* **Exercise**
Continue the passage on land use, diet, and emissions from where it stops.

* **Provided passage**
* Begin *

The third and last element of sufficiency in the Global Justice Platform is a substantial transformation of food patterns, land use, and forest cover. To understand why, it helps to consider today’s land-use patterns. Of all the land on Earth, less than 1% is covered by built-up areas (cities, roads, other infrastructure), while close to 33% is used for agriculture, almost as much as forests (28%) and wild grasslands and shrubs (10%) [14]The rest (29%) is covered by other barren land (mountains, deserts, etc.). See Chancel et al, 2026, Table 8 and Figures 2a-2c for historical evolutions. Of that agricultural land, two-thirds is devoted to grazing livestock. This makes dietary changes a direct lever to reduce emissions. First, cattle farming alone accounts for 11% of global emissions in 2025, making it far more environmentally costly than producing equivalent calories from plant-based sources. Second, the expansion of grazing land is the primary driver of deforestation, which itself accounts for around 6% of global emissions and destroys one of the planet’s most important carbon sinks [15]See Chancel et al, 2026, Table 9, for detailed breakdown and discussion.

* End *

* **Information shown**
* Begin *

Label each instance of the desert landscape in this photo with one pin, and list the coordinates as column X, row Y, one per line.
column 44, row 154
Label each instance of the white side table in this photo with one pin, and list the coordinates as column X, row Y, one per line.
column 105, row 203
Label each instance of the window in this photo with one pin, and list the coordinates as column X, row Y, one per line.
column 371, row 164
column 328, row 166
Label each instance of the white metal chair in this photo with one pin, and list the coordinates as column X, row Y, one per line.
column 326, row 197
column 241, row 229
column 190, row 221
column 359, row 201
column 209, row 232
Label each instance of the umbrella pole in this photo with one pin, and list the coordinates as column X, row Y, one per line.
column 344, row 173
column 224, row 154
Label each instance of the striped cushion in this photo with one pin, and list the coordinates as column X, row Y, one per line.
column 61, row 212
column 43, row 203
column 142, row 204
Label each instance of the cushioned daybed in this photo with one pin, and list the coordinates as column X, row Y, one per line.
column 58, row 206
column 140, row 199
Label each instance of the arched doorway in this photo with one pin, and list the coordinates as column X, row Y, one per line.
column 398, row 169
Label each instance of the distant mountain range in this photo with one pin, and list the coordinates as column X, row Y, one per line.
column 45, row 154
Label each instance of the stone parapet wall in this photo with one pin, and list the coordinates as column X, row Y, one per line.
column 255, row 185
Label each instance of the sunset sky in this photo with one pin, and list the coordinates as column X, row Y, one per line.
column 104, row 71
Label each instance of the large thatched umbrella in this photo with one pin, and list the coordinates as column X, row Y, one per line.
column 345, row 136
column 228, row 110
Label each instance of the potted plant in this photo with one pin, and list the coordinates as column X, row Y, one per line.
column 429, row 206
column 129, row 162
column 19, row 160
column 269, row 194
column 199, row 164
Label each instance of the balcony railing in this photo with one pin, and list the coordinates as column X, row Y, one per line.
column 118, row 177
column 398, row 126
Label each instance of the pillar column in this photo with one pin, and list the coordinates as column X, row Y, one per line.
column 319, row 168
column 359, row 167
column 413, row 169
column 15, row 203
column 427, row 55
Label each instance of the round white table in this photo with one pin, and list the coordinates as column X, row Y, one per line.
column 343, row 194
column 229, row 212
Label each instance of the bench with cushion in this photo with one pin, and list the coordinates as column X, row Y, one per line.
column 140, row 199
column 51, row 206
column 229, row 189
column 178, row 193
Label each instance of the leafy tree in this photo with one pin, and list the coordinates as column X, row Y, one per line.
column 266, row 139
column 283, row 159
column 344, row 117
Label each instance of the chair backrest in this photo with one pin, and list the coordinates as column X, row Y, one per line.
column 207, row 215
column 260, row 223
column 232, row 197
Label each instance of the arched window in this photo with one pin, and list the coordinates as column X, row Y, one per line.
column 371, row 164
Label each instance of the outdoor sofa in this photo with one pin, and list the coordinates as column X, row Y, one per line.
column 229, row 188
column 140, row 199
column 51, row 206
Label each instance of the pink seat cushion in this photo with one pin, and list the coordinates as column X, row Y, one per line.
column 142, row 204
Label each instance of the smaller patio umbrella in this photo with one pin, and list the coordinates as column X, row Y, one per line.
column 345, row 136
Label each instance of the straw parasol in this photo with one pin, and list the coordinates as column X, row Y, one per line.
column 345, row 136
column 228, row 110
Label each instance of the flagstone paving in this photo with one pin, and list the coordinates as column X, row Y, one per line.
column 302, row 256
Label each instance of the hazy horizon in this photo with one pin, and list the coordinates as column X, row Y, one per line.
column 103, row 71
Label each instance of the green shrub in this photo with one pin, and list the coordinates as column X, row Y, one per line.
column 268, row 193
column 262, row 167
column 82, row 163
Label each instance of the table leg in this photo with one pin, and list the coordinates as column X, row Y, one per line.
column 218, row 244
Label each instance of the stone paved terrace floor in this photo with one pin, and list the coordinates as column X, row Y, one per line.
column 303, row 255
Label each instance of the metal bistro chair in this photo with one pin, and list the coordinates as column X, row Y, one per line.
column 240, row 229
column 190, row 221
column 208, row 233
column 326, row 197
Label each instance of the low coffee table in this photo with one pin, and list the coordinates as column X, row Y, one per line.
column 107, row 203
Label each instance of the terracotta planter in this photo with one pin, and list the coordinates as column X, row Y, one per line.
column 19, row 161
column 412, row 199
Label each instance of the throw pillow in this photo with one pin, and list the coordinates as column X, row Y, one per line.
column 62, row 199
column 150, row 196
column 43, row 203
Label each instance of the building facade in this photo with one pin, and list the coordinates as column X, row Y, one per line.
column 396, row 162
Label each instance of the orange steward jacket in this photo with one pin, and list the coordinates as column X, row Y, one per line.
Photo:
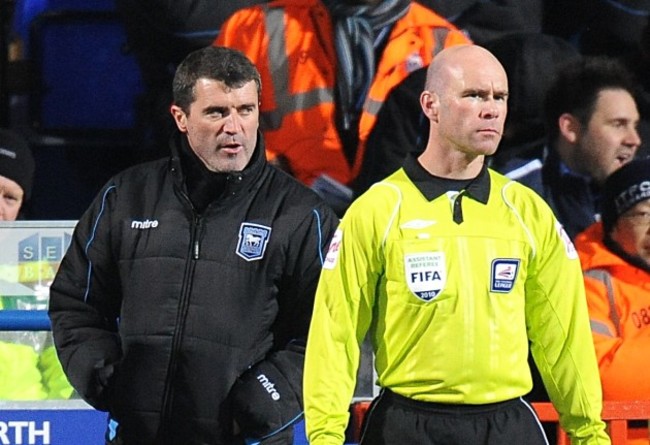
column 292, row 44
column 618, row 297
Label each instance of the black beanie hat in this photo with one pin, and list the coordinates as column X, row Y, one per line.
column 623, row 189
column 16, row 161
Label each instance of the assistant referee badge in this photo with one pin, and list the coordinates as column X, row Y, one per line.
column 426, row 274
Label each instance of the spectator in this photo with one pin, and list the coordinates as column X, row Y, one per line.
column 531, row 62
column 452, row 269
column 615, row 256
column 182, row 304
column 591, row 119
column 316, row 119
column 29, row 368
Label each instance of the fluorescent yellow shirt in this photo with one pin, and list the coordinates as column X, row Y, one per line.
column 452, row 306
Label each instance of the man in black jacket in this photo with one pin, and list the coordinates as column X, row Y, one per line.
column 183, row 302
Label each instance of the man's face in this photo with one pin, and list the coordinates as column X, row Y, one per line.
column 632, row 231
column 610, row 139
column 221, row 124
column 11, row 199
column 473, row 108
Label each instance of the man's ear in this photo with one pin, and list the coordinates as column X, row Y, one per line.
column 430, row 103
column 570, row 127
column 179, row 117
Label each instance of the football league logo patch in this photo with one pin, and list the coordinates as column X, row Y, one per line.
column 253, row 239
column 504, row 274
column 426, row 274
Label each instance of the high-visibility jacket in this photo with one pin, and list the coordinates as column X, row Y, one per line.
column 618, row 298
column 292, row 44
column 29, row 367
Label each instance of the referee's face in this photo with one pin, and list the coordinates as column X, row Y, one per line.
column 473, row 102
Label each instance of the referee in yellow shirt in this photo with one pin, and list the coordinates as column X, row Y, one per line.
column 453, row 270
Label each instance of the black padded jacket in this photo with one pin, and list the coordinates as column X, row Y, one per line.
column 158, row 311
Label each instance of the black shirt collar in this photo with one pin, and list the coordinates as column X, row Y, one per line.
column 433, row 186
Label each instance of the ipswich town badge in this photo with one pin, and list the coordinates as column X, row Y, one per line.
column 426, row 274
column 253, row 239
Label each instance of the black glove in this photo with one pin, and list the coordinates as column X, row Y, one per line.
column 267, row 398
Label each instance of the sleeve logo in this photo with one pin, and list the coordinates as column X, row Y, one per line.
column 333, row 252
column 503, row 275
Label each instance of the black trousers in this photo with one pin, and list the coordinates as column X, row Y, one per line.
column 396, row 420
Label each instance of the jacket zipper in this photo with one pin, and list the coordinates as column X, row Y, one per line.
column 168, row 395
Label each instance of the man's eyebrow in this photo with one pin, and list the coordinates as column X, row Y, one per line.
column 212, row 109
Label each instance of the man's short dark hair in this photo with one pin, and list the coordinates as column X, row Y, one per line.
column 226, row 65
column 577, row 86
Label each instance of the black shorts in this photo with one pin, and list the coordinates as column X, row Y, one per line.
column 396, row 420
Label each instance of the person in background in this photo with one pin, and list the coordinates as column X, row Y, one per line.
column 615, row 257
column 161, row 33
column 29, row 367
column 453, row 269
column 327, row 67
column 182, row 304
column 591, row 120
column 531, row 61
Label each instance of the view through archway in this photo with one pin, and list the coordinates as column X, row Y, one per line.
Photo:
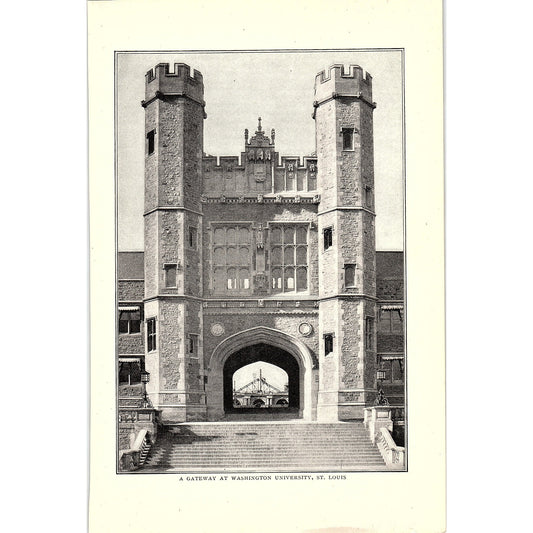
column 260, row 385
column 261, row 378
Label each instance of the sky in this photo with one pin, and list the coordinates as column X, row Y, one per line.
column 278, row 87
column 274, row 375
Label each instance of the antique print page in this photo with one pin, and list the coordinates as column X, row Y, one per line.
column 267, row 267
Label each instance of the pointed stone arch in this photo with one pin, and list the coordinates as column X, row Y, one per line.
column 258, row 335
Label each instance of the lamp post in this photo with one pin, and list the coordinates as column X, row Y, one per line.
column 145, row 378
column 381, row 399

* End *

* **Answer to the exercise**
Global forest cover declined by approximately 200 million hectares between 1990 and 2025, with no sign of significant deceleration. This trend is sometimes obscured in public debate by the fact that most regions of the Global North have experienced moderate reforestation in recent decades. However, continued deforestation in the Global South, particularly in Latin America and to a lesser extent in Sub-Saharan Africa and South and South-East Asia, has more than offset these gains, resulting in a net loss of around 200 million hectares of global forest cover over the period (Figure 1.10). This is aggravated by the fact that the areas currently undergoing deforestation include denser forests with much stronger CO2 absorption capacity per hectare (two to three times greater) than the areas undergoing reforestation.

In our benchmark scenario, we combine a complete ban on deforestation with a major reforestation program, so that global forest cover gradually recovers from approximately 4.1 billion hectares in 2025 to 4.8 billion by 2100, which corresponds roughly to the level last recorded in 1900 (Figure 1.11) [16]See Chancel et al, 2026, Figures 22a-24c for detailed projections by region.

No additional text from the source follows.